=== STATED PROBLEM ===
Change every occurrence of "Mark each instance" to "Locate every instance" in the records below and reproduce them with nothing else altered.

=== RECORDS FOR PROCESSING ===
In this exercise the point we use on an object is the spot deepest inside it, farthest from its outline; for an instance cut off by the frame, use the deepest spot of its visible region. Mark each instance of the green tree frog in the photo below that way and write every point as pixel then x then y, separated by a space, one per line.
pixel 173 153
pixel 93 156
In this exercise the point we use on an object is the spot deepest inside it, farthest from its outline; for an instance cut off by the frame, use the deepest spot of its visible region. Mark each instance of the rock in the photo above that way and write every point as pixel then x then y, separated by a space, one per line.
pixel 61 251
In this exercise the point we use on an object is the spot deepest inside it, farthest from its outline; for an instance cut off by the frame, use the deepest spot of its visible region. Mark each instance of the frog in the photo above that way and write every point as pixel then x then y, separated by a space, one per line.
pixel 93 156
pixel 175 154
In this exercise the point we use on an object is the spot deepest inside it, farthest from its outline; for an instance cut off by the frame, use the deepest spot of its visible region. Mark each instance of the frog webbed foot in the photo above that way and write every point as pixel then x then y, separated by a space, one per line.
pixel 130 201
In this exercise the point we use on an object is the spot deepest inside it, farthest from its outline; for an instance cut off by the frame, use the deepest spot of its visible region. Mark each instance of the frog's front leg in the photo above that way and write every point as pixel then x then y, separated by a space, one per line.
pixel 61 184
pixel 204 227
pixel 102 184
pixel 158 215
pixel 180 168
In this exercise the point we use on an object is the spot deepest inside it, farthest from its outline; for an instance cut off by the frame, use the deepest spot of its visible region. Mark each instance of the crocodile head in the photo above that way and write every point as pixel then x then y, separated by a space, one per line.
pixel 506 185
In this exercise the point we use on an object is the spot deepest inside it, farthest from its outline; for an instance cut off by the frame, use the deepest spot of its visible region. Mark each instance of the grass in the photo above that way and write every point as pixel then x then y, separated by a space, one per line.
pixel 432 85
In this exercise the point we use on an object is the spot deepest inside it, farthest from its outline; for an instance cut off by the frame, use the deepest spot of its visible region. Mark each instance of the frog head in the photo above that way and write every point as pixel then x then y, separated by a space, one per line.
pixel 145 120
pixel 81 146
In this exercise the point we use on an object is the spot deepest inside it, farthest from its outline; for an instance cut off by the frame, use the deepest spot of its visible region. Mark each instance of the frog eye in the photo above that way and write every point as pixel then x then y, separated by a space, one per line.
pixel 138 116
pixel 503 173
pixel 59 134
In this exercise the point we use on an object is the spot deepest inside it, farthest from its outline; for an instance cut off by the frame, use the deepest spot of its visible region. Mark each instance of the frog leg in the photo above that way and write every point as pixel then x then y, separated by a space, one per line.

=== RESPONSE TO THIS EXERCISE ===
In this exercise the point we use on an object is the spot deepest inside it, farthest from its outline; for an instance cut off by the frame, use the deepest spot of its visible region. Locate every instance of the green tree frog in the photo below that way and write every point as pixel then x then y, separated by a space, one per line.
pixel 173 153
pixel 93 156
In this exercise the point we use on an object is the spot deepest inside it, farthest from its outline; for an instance cut off by the frame, use the deepest spot of its visible region. Locate every instance of the rock in the photo above that way and write every point as pixel then x then y, separated by a space, one per line.
pixel 61 251
In this exercise the point we use on an object is the spot deepest inside it, farthest from its outline; for an instance cut off by the frame, use the deepest spot of its visible region. Locate every instance of the frog in the photo above that way and write every point as pixel then x then y, separated by a space, one per line.
pixel 93 156
pixel 175 154
In this exercise the point we use on an object is the spot deepest inside it, farthest from its outline; for an instance cut off by the frame, use the deepest spot of its visible region. Locate every instance of the frog webbed foot in the photo above that way and write every point as pixel then x then y, separated by a space, one per line.
pixel 130 201
In this exercise the point we use on an object is the spot deepest inside it, farthest from its outline; for an instance cut off by the frame, use the deepest spot of its visible region. Locate every instance of the frog's front leg in the photo above that way and write every point as pixel then x then y, separated by a space, one per line.
pixel 61 184
pixel 204 227
pixel 102 184
pixel 158 215
pixel 180 168
In this exercise the point we use on an object is the spot deepest inside it, farthest from its outline; for an instance cut off by the frame, use the deepest spot of its visible region. Locate every instance of the crocodile head in the photo above that way and write every point as pixel then x then y, separated by a space, one per line.
pixel 506 185
In this exercise the point we use on an object is the spot deepest inside it, farthest from its outline; for an instance cut off by the frame, use the deepest spot of its visible region. Locate every instance of the grass in the photo above that way and write every point as pixel then x then y, separated by a space, one per line.
pixel 432 85
In this exercise the point we use on an object is the spot deepest inside it, farthest from its outline; for an instance cut off by the frame, use the deepest spot of its visible region. Locate every instance of the frog head in the photo above that way and write every point as pixel then x then y, separated by a space, one per line.
pixel 145 120
pixel 81 146
In this exercise the point we use on an object is the spot deepest inside it, farthest from its outline; for an instance cut off by the frame, use the deepest spot of its visible region. Locate every instance of the frog eye in the photo above that way and write every point as pixel then x then y, separated by a space, one per line.
pixel 138 116
pixel 503 173
pixel 59 134
In this exercise the point we use on an object is the spot deepest inside it, farthest from its outline; for an instance cut off by the frame, use the deepest spot of its visible region. Locate every instance of the frog leg in the photo above that way and write every point as pixel then x then y, separated by a space, one per line.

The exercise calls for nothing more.